Volevo fare l’insegnante
E’ stato difficile iniziare a scrivere di me e della mia distonia laringea, ma non perché non ci fosse niente da dire, anzi forse perché c’è molto, troppo, ed è difficile trovare un punto di partenza, un filo conduttore, un aspetto che fosse prioritario ad altri da evidenziare.
La disfonia è comparsa durante il primo lockdown, nella primavera 2020, ma la diagnosi di distonia laringea è arrivata dopo circa un anno e mezzo e numerosi specialisti consultati, anche di diverse discipline. Un percorso credo comune a molti, così come l’iter terapeutico, tra logopedia e qualche integratore o farmaco. Ovviamente tutto senza risultati. Poi si prospetta la possibilità di risoluzione con il botulino; ma, per me, il risultato non è ancora soddisfacente. Ho ripreso da qualche mese la logopedia con una professionista molto esperta, nella speranza di trovare una via che renda la mia fonazione almeno più confortevole.
Ho immaginato la mia distonia laringea come una frana su una strada di montagna, un dissesto nelle vie di comunicazione tra il mio cervello e la mia laringe. Sento la mia voce bloccata, eppure è la’ nella mia testa, ma come un’auto su una strada dissestata non può correre così la mia voce trova ostacoli nel suo percorso. E come dopo una frana si devono ripristinare le strade, così ho immaginato di tracciare una via per accompagnare la voce dal punto in cui si forma il pensiero fin sulle mie labbra. Il botulino ha agito come un trattore, ha spianato in parte la strada, ma non per questo l’ha resa sicura. Oggi la mia voce tiene il passo dei pensieri, ma non può correre con loro, inciampa, si affatica, cade e si rialza. È un lavoro quotidiano, faticoso, stancante, che solo chi vive con te può in parte percepire.

**SCOPO DEL COMPITO**.
Secondo il brano scelto, in quale periodo è comparsa la disfonia?

**DATI DA ESAMINARE**.

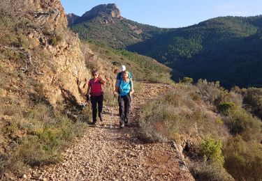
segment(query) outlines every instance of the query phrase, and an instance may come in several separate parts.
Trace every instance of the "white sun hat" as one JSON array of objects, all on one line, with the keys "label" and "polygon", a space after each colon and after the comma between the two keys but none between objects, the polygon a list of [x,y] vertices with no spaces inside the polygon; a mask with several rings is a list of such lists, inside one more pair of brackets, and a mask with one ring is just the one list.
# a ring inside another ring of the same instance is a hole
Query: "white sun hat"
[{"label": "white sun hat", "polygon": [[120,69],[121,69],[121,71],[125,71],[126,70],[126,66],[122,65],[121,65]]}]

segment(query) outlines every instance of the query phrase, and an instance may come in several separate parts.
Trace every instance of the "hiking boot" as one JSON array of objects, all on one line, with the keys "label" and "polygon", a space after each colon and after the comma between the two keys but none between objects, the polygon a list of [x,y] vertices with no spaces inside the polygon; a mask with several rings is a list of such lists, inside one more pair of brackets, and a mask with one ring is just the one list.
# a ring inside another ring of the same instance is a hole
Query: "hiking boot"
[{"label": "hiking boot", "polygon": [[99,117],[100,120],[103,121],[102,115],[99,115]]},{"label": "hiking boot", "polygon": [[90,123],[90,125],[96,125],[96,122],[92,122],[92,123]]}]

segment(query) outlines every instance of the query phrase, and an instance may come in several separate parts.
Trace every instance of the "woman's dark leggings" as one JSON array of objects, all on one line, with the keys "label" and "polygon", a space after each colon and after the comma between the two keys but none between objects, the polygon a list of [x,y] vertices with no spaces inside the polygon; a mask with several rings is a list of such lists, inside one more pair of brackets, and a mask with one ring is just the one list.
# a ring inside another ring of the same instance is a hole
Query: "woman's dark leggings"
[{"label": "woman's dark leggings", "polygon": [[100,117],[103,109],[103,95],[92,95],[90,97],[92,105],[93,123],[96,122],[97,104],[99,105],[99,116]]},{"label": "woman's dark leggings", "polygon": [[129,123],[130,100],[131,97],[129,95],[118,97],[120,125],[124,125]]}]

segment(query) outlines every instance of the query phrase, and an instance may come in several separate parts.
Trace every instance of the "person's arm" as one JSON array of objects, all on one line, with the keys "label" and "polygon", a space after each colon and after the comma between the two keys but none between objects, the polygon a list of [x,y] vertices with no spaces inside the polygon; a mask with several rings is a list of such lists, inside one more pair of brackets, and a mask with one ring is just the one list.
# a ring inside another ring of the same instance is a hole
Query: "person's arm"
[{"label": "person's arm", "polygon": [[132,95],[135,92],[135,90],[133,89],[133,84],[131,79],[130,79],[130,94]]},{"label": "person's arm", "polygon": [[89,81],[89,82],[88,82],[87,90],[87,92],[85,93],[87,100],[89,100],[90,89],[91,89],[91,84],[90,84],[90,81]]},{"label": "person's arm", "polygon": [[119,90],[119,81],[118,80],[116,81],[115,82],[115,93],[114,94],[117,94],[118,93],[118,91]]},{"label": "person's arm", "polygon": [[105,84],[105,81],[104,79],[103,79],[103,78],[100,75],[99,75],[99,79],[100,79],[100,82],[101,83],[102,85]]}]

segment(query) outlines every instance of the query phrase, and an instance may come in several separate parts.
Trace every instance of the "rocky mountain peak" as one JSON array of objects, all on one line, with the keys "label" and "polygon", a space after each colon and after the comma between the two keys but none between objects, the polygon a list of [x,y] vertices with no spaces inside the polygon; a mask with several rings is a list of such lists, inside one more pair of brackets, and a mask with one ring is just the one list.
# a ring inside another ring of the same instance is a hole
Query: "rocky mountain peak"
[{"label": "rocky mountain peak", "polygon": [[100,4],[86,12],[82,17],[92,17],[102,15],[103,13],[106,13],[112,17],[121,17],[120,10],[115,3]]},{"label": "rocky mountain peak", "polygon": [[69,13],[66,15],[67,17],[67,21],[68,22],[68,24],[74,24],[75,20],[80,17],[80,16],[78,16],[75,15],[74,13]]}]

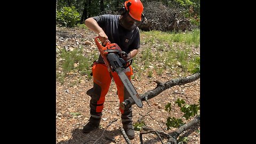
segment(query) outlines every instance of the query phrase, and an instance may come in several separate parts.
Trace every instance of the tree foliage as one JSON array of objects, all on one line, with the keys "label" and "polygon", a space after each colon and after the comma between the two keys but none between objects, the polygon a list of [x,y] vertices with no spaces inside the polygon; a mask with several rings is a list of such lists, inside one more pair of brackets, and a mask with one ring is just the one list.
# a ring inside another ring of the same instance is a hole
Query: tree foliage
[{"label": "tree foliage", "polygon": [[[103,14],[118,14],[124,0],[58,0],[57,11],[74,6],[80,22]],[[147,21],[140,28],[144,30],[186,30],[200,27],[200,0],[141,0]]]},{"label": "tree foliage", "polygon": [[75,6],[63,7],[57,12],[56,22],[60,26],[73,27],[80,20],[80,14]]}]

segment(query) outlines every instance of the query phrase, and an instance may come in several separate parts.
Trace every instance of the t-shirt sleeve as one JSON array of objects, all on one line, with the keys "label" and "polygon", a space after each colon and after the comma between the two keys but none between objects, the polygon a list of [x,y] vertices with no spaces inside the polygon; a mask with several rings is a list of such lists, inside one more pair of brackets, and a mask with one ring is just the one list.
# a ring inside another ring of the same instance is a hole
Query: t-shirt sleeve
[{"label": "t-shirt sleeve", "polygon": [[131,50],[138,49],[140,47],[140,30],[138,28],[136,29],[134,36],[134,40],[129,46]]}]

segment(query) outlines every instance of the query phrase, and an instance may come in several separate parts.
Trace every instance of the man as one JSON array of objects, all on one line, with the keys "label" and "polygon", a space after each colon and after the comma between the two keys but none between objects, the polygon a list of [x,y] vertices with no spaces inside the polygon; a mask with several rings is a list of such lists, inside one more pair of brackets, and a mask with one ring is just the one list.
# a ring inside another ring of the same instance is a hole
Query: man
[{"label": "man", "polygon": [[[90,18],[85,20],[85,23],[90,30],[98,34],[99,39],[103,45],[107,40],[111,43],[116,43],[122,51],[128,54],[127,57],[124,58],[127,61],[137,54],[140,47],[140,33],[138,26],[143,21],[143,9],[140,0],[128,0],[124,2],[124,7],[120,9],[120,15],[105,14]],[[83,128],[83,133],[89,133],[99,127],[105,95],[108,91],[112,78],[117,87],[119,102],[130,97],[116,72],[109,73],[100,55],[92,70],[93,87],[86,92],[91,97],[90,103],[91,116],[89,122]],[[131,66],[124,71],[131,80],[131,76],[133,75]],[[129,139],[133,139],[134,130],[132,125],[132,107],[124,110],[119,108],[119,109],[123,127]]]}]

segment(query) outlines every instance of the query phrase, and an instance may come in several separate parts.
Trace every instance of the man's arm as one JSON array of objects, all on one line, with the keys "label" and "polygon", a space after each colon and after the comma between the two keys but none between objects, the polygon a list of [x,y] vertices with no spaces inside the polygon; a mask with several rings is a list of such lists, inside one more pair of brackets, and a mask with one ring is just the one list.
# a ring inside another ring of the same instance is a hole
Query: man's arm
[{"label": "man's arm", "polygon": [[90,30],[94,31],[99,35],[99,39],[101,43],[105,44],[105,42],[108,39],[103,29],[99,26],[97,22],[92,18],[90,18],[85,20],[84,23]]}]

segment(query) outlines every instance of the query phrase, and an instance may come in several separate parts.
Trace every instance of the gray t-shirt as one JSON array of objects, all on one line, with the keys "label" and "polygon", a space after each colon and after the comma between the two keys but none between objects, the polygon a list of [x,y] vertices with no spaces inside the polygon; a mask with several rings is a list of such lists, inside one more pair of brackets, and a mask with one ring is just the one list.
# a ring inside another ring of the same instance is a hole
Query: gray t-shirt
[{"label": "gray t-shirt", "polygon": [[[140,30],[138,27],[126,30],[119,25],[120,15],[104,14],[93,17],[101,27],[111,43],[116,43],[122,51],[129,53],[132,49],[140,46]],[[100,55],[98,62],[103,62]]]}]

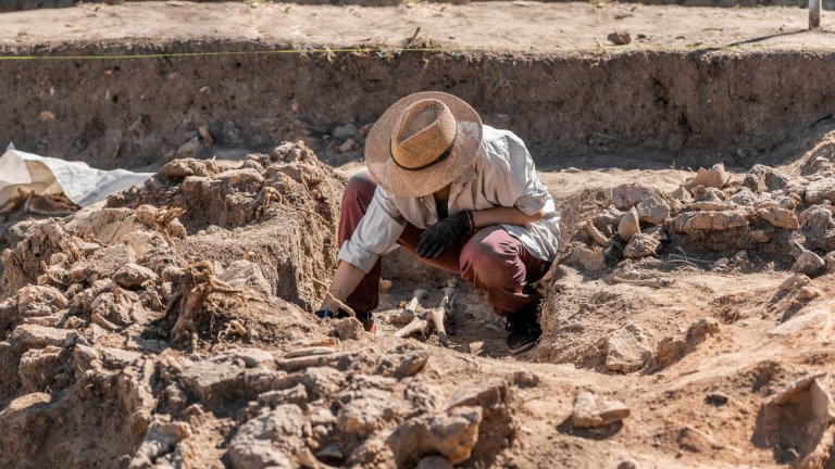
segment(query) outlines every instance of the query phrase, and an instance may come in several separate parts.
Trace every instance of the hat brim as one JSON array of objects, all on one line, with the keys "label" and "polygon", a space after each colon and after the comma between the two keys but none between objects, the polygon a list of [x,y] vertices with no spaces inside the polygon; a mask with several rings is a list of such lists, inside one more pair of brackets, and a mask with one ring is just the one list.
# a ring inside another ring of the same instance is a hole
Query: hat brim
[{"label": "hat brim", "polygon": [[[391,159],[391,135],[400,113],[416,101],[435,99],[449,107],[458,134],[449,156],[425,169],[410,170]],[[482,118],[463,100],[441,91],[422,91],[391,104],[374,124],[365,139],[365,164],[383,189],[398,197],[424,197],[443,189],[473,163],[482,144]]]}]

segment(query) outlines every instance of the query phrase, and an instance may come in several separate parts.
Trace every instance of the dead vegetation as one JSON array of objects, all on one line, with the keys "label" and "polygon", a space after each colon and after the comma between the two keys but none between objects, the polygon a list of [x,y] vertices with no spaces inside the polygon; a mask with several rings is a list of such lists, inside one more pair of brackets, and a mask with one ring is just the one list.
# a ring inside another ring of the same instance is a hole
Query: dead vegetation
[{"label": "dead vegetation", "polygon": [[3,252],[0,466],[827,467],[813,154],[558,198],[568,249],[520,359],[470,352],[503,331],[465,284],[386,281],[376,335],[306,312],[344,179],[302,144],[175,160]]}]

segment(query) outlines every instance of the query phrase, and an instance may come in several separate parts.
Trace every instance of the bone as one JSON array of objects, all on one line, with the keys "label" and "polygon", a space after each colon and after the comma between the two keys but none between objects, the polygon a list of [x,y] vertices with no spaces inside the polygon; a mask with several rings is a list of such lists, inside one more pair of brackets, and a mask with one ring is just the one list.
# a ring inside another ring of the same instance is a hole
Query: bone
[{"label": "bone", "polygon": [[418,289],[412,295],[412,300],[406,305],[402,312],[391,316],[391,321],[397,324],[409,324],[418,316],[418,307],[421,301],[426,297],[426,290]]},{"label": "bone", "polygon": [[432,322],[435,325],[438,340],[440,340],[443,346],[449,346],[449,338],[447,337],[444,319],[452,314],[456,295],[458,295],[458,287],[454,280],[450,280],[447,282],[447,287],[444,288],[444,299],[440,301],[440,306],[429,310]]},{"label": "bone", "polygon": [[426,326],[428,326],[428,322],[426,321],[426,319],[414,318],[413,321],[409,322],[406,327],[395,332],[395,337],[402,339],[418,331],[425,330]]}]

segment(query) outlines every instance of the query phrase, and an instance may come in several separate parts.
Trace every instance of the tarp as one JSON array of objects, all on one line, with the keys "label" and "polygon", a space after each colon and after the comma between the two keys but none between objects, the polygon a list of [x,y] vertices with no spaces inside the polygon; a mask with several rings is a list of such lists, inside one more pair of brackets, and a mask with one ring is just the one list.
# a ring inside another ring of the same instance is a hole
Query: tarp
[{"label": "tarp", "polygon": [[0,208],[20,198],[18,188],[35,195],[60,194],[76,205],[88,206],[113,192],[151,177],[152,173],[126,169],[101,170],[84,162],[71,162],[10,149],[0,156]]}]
--
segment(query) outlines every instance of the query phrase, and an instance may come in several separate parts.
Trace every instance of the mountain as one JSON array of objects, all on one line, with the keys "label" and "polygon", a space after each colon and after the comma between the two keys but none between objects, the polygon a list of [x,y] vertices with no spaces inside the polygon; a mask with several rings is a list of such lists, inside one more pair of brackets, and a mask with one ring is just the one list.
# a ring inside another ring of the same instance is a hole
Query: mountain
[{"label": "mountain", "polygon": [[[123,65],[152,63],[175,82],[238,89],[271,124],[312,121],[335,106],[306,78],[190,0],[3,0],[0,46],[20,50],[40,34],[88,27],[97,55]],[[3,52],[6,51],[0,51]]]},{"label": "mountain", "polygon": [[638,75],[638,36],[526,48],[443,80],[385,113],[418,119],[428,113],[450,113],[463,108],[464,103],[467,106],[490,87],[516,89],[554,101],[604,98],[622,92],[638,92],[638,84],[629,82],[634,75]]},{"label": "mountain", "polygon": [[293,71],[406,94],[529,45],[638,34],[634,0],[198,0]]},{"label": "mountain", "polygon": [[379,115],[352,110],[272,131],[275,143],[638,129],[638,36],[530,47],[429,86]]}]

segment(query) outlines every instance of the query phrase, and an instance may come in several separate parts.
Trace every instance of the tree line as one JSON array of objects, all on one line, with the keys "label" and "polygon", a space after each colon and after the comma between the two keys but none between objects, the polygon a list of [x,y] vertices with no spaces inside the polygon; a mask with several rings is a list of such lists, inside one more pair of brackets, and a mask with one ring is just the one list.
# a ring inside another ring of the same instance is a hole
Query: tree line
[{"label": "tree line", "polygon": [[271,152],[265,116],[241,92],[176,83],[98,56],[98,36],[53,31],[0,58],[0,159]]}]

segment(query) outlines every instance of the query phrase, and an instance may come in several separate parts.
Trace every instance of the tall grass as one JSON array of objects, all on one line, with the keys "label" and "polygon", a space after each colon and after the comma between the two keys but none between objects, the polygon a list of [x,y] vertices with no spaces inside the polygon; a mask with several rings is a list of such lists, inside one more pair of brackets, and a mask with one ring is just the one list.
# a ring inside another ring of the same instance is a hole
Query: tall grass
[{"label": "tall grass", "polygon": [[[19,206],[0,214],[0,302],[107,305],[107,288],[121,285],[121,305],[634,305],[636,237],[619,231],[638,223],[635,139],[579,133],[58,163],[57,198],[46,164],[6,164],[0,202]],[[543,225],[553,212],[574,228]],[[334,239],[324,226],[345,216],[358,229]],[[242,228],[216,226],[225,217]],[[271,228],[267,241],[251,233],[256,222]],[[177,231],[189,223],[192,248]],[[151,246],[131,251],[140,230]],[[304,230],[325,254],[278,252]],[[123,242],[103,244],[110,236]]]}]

**SOLUZIONE SCRITTA**.
Durante il primo lockdown, nella primavera 2020.